-- Task goal --
Nothing but the lines from the top of the following entries through the line with "79L265 83L268 117L241" should be printed, exactly as they are.

-- Task inputs --
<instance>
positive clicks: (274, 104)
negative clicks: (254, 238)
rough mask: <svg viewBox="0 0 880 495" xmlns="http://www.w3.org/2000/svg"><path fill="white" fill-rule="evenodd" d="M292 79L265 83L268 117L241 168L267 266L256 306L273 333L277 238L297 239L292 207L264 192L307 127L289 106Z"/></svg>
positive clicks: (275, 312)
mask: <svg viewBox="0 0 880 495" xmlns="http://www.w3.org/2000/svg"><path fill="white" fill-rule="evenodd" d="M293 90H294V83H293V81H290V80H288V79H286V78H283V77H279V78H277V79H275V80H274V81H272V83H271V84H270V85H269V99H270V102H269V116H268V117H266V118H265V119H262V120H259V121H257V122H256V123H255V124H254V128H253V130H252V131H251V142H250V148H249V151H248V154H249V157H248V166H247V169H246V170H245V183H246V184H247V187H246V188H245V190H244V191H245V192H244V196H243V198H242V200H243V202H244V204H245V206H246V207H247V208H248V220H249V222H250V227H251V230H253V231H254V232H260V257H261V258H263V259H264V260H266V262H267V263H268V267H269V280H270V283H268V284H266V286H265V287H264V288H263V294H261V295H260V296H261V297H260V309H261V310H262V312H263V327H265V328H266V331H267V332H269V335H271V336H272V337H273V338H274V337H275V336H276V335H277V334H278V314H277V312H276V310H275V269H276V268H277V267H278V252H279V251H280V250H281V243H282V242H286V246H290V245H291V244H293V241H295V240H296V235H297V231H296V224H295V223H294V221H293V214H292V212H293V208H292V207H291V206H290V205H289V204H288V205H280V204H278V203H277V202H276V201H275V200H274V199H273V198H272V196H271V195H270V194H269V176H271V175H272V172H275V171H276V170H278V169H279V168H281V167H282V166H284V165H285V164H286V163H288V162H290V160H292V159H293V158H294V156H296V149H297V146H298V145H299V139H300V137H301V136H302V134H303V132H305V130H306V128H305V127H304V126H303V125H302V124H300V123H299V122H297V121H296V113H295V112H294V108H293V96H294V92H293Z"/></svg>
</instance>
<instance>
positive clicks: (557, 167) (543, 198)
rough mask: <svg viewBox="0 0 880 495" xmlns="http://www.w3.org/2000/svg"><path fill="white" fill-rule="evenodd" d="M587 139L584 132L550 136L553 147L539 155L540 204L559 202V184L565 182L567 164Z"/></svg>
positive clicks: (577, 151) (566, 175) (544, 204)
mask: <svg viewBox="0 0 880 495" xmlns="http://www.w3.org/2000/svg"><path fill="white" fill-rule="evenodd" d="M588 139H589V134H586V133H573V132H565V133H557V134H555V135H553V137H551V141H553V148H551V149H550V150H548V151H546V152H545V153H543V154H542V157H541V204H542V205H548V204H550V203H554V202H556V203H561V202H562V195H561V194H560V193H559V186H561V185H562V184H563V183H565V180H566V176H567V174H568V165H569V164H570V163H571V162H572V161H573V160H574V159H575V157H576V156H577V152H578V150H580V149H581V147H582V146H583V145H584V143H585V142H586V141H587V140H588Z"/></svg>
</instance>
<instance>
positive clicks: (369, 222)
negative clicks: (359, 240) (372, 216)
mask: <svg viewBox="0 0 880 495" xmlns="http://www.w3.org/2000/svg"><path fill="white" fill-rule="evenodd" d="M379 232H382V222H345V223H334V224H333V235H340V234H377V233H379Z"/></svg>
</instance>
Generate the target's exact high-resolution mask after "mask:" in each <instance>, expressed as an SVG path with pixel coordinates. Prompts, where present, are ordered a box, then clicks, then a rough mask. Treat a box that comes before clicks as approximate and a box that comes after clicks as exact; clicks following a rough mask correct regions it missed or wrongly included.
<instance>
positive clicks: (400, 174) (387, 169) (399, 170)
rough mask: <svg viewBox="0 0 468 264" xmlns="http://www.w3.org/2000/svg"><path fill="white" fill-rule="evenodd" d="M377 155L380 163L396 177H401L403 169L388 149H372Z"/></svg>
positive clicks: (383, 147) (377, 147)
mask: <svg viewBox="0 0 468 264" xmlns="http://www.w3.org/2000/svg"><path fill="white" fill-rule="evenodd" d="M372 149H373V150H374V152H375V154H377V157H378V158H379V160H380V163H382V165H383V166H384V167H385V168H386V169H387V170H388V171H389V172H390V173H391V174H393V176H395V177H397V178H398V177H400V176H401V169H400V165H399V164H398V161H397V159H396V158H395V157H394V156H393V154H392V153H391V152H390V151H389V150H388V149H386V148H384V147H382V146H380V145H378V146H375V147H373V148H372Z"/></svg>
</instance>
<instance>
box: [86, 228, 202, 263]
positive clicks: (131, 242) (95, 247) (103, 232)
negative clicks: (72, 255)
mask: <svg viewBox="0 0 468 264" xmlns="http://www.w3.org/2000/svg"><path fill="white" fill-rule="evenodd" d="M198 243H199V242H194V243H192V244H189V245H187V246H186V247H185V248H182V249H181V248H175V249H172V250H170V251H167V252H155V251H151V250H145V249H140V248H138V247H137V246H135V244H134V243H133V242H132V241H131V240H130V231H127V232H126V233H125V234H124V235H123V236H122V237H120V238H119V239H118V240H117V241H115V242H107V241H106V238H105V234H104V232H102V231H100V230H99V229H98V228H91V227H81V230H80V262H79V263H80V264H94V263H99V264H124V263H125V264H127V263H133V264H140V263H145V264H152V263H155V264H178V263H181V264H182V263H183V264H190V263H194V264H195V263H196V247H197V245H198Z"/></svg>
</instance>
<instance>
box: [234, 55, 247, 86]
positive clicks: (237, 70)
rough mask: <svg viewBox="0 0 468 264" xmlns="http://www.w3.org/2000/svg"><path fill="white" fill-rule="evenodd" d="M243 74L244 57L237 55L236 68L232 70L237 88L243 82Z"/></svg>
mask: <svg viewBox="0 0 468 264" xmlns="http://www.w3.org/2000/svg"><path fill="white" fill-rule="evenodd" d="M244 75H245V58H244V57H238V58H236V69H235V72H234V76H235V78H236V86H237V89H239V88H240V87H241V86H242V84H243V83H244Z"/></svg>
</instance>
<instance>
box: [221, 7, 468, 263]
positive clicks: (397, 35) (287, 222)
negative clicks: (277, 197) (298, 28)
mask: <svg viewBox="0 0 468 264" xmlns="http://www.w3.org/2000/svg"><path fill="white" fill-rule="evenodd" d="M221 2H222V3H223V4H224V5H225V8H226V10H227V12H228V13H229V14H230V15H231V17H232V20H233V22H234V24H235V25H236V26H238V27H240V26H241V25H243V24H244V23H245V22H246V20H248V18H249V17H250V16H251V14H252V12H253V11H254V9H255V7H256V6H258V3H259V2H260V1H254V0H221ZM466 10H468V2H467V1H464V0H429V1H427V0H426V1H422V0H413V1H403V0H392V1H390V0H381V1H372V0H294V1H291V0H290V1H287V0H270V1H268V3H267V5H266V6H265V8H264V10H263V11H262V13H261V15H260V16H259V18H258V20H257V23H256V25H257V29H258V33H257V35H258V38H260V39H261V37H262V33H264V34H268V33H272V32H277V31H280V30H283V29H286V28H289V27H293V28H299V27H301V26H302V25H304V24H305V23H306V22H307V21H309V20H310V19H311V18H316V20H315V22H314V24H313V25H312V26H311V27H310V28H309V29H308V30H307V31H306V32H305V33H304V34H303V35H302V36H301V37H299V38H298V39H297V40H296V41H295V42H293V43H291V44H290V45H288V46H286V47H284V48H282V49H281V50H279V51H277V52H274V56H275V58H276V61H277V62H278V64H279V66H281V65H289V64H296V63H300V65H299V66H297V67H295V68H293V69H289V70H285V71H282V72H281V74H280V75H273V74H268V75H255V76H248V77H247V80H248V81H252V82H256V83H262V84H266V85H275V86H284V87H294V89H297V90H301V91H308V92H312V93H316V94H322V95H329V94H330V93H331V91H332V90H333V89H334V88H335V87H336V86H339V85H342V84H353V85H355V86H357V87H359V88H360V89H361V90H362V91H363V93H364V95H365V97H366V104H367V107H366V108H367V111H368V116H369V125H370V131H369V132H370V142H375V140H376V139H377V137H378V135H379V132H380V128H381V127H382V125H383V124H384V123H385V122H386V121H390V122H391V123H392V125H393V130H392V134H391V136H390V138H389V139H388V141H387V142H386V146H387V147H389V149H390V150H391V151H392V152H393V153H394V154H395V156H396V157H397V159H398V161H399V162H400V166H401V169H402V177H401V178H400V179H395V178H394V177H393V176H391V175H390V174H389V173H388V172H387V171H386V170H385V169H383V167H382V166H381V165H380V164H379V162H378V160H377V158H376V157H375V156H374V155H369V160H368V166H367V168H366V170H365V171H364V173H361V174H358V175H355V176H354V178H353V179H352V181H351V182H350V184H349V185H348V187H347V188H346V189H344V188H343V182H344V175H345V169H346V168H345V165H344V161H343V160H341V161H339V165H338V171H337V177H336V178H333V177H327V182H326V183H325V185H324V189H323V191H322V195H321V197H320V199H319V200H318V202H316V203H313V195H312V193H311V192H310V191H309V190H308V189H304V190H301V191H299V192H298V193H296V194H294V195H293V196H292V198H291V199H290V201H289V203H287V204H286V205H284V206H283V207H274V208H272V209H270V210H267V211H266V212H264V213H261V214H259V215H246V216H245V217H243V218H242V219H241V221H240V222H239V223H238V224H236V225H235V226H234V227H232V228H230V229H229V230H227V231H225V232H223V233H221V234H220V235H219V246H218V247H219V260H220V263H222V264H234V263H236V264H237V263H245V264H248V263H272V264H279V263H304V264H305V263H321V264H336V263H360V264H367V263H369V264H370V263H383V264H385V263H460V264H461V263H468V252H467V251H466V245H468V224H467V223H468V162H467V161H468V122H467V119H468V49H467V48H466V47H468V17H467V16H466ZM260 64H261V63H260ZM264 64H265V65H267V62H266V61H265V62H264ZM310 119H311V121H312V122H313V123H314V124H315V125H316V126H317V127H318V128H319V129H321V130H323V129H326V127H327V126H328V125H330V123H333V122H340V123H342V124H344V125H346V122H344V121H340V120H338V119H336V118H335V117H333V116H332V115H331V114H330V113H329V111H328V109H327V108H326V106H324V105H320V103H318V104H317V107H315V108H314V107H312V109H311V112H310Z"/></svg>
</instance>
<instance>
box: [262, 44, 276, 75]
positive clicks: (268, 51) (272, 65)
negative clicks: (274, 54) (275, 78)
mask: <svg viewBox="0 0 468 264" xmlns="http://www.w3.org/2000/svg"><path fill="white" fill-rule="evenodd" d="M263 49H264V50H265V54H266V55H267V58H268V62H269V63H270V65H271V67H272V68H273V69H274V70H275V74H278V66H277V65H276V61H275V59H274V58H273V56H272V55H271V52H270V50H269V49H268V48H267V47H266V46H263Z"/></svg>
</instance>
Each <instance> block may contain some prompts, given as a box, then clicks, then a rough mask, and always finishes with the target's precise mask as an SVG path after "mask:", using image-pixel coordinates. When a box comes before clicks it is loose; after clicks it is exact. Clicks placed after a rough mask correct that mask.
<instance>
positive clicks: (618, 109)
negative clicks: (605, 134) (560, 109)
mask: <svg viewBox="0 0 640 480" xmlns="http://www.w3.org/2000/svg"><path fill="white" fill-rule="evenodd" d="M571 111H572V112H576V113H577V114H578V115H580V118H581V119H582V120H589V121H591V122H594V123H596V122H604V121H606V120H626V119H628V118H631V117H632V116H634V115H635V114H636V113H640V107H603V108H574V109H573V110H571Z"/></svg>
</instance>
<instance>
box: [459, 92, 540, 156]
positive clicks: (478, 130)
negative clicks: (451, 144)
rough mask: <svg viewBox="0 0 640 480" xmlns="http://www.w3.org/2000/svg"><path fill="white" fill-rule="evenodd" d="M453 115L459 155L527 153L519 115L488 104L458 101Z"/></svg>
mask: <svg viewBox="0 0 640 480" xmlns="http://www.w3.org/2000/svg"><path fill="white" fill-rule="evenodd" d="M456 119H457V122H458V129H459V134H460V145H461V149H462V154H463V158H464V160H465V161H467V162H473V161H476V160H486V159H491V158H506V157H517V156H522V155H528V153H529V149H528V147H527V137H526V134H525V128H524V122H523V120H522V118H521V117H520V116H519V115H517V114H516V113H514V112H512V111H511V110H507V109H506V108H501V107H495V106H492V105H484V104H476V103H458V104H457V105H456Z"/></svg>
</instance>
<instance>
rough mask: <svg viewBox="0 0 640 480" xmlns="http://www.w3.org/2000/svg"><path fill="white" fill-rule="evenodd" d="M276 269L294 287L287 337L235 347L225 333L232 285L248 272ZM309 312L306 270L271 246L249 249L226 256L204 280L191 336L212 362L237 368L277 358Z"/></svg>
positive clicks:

-- Answer to this problem --
<instance>
positive clicks: (274, 104)
negative clicks: (254, 238)
rough mask: <svg viewBox="0 0 880 495" xmlns="http://www.w3.org/2000/svg"><path fill="white" fill-rule="evenodd" d="M292 79L265 83L268 117L241 168L267 266L256 306L273 333L277 238L297 239L292 207L264 192L307 127L289 106Z"/></svg>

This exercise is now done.